## REQUIRED WORK
A – Answer these from the text on multi-party computation:
(i) What two properties does distributed MPC have?
(ii) Which two cryptographic techniques keep computation details secure and private between participants?
(iii) What does the "Why this matters" section say to ask when evaluating solutions?
B – Please write the next part of the text on multi-party computation for embedded wallets, picking up after its final sentence.

## SELECTED EXTRACT

MPC empowers multiple parties to perform secure computation while keeping the details of their computation private. MPC ensures no party has to compromise sensitive information during this process, and that no party ever needs to view the full secret. Distributed MPC has two important properties:

  1. Distributed Key Generation (DKG)
  2. Distributed Signing

A DKG ceremony consists of the n shares required to sign being generated in disparate (or distributed) locations. Distributed signing enables a signature from the underlying secret to be generated in a distributed manner (vs needing to recombine the key into one place). Two advanced cryptographic techniques, Zero Knowledge Proofs (ZK-Proofs) and Fully Homomorphic Encryption (FHE), keep details of computation secure and provide privacy between participants.

Why this matters

In the context of embedded wallets, this means that keys are never reassembled or reconstructed in one place. Additionally, this scheme removes the need for a third party application or infrastructure to have access to a private key at any point — however this may not necessarily be the case as MPC schemes and the resulting guarantees can vary by provider. When evaluating solutions, ask how keys are generated and how transaction signing works at a technical level.

## DATA SECTION
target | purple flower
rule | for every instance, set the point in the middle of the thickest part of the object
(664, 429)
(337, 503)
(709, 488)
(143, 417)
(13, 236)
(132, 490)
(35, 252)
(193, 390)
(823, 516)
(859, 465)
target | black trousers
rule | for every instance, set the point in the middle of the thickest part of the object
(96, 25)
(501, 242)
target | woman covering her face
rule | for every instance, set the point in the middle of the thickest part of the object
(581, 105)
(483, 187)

---

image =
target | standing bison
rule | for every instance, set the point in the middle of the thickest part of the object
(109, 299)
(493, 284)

--

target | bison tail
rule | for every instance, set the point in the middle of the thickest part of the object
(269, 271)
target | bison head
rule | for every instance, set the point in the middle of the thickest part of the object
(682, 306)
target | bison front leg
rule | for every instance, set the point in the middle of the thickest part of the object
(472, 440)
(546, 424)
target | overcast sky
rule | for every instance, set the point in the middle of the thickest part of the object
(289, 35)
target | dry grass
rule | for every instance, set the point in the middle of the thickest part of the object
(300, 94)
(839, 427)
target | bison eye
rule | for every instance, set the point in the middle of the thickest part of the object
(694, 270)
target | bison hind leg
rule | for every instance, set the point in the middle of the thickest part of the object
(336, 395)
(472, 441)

## TASK-BY-TASK RESULTS
A –
(i) Distributed Key Generation (DKG) and Distributed Signing.
(ii) Zero Knowledge Proofs (ZK-Proofs) and Fully Homomorphic Encryption (FHE).
(iii) How keys are generated and how transaction signing works at a technical level.

B –
Note: Capsule uses distributed MPC. To learn more, check out our docs.

Evaluating MPC Schemes

If you have decided you’d like to use MPC, here are a few tips for evaluating solutions. Note: this post does not go into the details of comparing different algorithms within the umbrella of MPC- if you're curious about this, please get in touch!

MPC designs consist of several different t of n schemes, such as 2 of 2, 2 of 3, or 3 of 5. Instead of going purely off of the number of parties and threshold or algorithm used to determine security, you may want to ask some of the following questions:

  • Can your provider enable the same wallet exist on and be accessed from multiple devices (eg. a laptop & a mobile device)?
  • Does your provider support multiple forms of authentication like email auth or social login?
  • How performant is the system and how does that change under load? What do benchmarks look like for wallet generation and transaction signing?
  • Is the scheme censorship resistant? How is this achieved?
  • What is the end user experience? (eg. How are shares presented to users? Can a user recover access to their wallet? How are transactions signed?)
  • What use cases are typically supported by this provider?

What about solutions that don’t do MPC or threshold cryptography at all?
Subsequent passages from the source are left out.